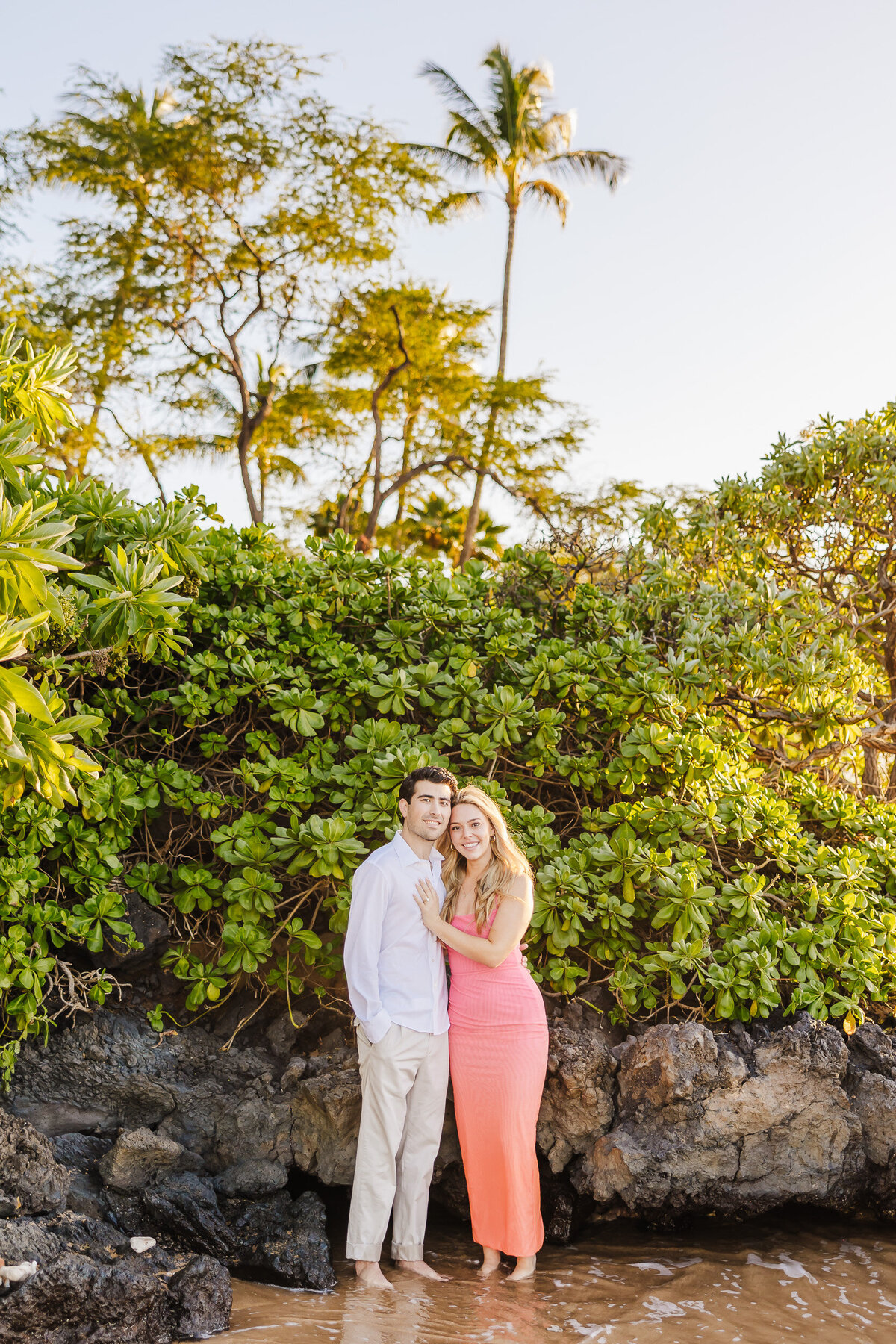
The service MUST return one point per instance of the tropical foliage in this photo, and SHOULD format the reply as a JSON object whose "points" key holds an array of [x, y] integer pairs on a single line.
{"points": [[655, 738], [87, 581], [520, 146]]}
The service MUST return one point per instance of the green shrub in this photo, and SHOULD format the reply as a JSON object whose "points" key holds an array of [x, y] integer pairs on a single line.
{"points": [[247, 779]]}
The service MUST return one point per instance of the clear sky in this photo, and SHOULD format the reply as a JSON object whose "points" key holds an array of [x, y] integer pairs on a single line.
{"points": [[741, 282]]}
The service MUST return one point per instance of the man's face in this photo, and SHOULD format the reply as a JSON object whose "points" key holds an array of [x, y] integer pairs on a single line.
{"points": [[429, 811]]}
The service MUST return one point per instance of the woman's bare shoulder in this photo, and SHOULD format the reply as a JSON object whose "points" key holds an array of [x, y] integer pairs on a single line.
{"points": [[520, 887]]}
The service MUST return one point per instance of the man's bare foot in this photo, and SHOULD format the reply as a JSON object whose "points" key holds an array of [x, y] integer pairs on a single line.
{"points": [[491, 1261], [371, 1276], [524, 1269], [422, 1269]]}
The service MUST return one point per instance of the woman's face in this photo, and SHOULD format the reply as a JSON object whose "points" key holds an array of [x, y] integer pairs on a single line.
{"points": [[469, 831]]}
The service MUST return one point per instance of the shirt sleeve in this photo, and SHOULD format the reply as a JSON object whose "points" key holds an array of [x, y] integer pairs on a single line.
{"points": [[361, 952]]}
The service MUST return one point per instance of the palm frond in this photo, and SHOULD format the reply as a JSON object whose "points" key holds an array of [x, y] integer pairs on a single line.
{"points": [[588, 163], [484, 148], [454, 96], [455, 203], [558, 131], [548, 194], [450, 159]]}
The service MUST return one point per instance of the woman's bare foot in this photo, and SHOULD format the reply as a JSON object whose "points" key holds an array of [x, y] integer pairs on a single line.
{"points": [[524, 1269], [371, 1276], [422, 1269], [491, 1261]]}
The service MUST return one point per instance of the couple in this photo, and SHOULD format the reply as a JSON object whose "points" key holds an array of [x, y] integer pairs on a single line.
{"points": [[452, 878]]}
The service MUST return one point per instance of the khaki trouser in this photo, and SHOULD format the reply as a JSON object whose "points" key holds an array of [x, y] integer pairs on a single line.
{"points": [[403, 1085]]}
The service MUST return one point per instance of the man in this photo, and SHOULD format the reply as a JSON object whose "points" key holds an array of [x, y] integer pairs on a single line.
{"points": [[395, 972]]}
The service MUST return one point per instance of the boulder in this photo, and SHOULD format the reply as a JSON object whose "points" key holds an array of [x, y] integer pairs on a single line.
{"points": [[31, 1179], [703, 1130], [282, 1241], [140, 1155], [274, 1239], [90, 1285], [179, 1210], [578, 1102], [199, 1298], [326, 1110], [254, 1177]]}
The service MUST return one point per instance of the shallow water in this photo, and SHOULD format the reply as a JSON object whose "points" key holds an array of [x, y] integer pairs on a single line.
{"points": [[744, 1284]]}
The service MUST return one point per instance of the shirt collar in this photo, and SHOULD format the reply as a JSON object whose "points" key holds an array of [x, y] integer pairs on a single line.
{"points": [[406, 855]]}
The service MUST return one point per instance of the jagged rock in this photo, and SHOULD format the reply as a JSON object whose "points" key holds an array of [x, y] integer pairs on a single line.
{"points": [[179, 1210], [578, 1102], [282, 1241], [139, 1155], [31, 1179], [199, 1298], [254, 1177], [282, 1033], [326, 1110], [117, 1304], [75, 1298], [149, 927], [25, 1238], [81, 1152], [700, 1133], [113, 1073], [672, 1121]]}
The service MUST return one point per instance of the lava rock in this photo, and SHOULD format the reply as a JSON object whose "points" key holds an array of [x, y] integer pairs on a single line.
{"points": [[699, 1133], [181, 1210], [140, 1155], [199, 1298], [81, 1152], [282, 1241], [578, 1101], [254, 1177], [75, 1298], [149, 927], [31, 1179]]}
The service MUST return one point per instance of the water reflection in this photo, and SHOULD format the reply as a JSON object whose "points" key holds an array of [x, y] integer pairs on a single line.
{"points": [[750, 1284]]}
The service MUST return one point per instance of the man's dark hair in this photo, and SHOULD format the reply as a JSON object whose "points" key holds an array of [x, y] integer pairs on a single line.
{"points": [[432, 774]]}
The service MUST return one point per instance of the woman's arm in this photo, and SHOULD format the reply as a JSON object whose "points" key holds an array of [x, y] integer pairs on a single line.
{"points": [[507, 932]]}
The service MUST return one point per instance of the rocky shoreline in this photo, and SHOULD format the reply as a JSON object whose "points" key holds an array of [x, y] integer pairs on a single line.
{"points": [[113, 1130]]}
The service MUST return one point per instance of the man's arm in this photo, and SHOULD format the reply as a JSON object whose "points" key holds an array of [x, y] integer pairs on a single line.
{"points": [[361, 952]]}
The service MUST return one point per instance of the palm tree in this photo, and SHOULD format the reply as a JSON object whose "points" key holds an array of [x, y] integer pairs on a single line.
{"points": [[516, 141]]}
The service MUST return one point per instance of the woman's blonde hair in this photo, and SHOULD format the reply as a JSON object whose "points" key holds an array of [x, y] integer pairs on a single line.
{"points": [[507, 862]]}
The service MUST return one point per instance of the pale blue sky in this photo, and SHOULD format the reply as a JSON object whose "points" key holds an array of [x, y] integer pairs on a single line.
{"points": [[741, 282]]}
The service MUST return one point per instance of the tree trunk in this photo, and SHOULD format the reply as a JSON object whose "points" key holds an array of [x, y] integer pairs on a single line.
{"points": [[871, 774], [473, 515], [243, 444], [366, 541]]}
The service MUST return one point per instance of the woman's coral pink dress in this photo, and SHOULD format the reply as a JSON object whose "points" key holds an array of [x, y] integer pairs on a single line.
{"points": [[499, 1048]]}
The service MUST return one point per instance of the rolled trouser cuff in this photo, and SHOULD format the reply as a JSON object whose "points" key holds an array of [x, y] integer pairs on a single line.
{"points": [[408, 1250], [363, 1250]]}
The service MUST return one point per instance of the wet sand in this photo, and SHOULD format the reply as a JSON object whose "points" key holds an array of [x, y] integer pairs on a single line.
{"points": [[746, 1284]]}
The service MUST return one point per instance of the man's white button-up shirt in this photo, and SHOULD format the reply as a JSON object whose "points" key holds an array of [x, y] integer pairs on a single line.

*Exercise details:* Give back each entry exactly as it appears, with no pictures.

*Full answer:*
The service MUST return one point per instance of the tropical foliage in this photo, and SHOULD format the reply as a JSON object whose "points" key holds an array of [x, y] integer pairs on a single line.
{"points": [[655, 738], [87, 581], [520, 146]]}
The service MUST return one point per instance of the green shrub in this photo, and SHOULD format the reply as a JSON object whose "points" key holds an array of [x, y] integer pairs on a single line.
{"points": [[247, 779]]}
The service MUST return one point per instance of the clear sky in this photo, and SHOULD format the reply as a JSON object whose "points" key holds an array of [x, y] integer pairs on a single line.
{"points": [[741, 282]]}
The service MUST return one point per instance of the man's face in this photo, and SHOULD format the reply as a JSON object whose "points" key holds an array of [x, y] integer pairs on a single line.
{"points": [[429, 811]]}
The service MUST return one point per instance of the woman's bare shoulder in this photo, and SHOULD format the reply as a JSON object whose "points" key holds an array of [x, y] integer pairs on a single line.
{"points": [[520, 887]]}
The service MUST return one point per instance of the man's bare foot in this photo, and SHOULD format the reply as a JSON object whose "points" key holds an array of [x, y] integer pairs on a single line.
{"points": [[491, 1261], [371, 1276], [524, 1269], [422, 1269]]}
The service MUST return one point per instance of the woman's face in this photo, and SHOULD format the reply as a JSON object whose "points" key holds an array of [x, y] integer pairs on a single line.
{"points": [[469, 831]]}
The service MUST return one point per instance of the shirt sleeve in this photo, and SHOULD format the reply as a JSON object whose "points" key holds an array of [x, y] integer pairs on a single line.
{"points": [[361, 952]]}
The service MUST return one point per instance of the palm frond in this photo, and SHOULD format the reply as a JSON object whose "points" key holds an array of [x, y] integer pairs on a single line.
{"points": [[588, 163], [484, 148], [454, 96], [455, 203], [558, 131], [548, 194], [450, 159]]}
The service MUST return one point per instance of the woman's bare foot in this photo, and SHOULD format the reply as a JSON object whose "points" key holds an array of [x, y] integer pairs on a single line.
{"points": [[524, 1269], [371, 1276], [422, 1269], [491, 1261]]}
The service MUST return one point per instance of the couple in this photo, and SHOULD format the reply as a JSON object whose "points" key holds an array of [x, y] integer pairs on a single line.
{"points": [[452, 878]]}
The service MUST return one point per instance of the khaki trouser in this photo, and SHOULD format the reply as a JSON object whose "points" key holds an array of [x, y] integer pairs on a single line.
{"points": [[403, 1085]]}
The service MUST return one point per instance of the man in this photo, and SHOULD format the reply as a JSON object whose "points" key holds an array of [x, y] integer pairs on a single line.
{"points": [[395, 972]]}
The service MUST return one point per instance of the boulder in this photo, and SHOULD format the reply as a JSON object whose "points" key holds an array of [x, y] integer pairs on a single line.
{"points": [[31, 1179], [703, 1130], [282, 1241], [140, 1155], [274, 1239], [90, 1285], [179, 1210], [578, 1102], [199, 1298], [326, 1110], [254, 1177]]}
The service MUST return one point per instance of the shallow water in this photo, and SHOULD format the reply as a JSON object whose "points" key holds an array of [x, y] integer pairs on a single line.
{"points": [[744, 1284]]}
The service MUST return one point per instance of the shirt collar in this photo, and SHOULD format the reply as a JSON object whose "points" key holds an array of [x, y] integer pairs on a single line.
{"points": [[406, 855]]}
The service MUST return one point per instance of the jagged rock in this photo, and SHOULD format the reply as a JSON object whose "points" key holds an array of [x, y] integer pairs on a single line.
{"points": [[179, 1210], [578, 1102], [282, 1241], [139, 1155], [31, 1179], [199, 1298], [254, 1177], [282, 1033], [326, 1110], [117, 1304], [75, 1298], [149, 927], [25, 1238], [81, 1152], [700, 1133], [113, 1073], [672, 1121]]}
The service MUST return one point per instance of the lava rock in this photo, and SHOULD format the reply as a JSON object whose "points" key holds an array of [x, y] integer pairs on a single line.
{"points": [[699, 1133], [181, 1210], [140, 1155], [199, 1298], [81, 1152], [282, 1241], [578, 1101], [254, 1177], [75, 1298], [149, 927], [31, 1179]]}
The service MUST return one point per instance of the water reflection in this photo, and SHOULD format the reply as a JSON object whose "points" key holds an array of [x, y] integer pairs on a single line.
{"points": [[750, 1284]]}
The service MUST return one point per instance of the man's dark hair in this photo, and SHOULD format the reply as a JSON object whose "points" key holds an array of [x, y] integer pairs on a single line.
{"points": [[432, 774]]}
The service MUST return one point per instance of the woman's arm in this photo, and SHOULD format the reply as a JSON object whose "points" key holds an array of [x, y] integer pairs on a single line.
{"points": [[507, 932]]}
The service MUST return one point per instance of the rocky shoreline in this photo, and SHOULD format the reply as a JSON object whose "points" key holds an array of [x, y] integer pairs on a single line.
{"points": [[113, 1130]]}
The service MUST return one point per instance of the man's arm in this photo, and SHOULD format the reply as a JSON object whose "points" key holds an array of [x, y] integer pairs on a single line.
{"points": [[361, 952]]}
The service MUST return one point per instance of the palm tree in this photo, and SHOULD format the reply as a JSON object whose "points" key holds an array of [x, y] integer pairs on a single line.
{"points": [[516, 141]]}
The service MUST return one point per instance of the woman's blonde hair in this photo, and SHOULD format the reply as a JSON object whose "points" key holds an array of [x, y] integer pairs on a single line.
{"points": [[507, 862]]}
The service MUST return one point per instance of the pale blue sky in this photo, and SHOULD format the reply as a JSON object whose "points" key holds an array of [x, y] integer pairs on a single line.
{"points": [[741, 282]]}
The service MUST return one point per instance of the tree trunk in this photo, and SHOULD format the reply as a JSON object whose "points" key holds an array of [x, y] integer pairs on a single line.
{"points": [[871, 774], [473, 515], [243, 444], [366, 541]]}
The service MUST return one point per instance of the woman's coral pink dress in this photo, and SHOULD format the reply as a JSON object whose "points" key holds an array of [x, y] integer pairs on a single line.
{"points": [[499, 1048]]}
The service MUST return one point per instance of the rolled trouser cuff in this photo, and SHOULD format the reply as a JSON object whose "points" key holds an array of [x, y] integer pairs on a single line.
{"points": [[408, 1250], [363, 1250]]}
The service MUST return one point per instance of the wet sand in this photo, and SHOULD format the reply as a JSON object whose "points" key holds an array of [x, y] integer pairs on a single line.
{"points": [[746, 1284]]}
The service MUST return one point per instance of the man's white button-up shirt in this photo, and SHOULD format the reply as a JSON object whose "points" key holds an array of [x, y] integer pairs on a single line.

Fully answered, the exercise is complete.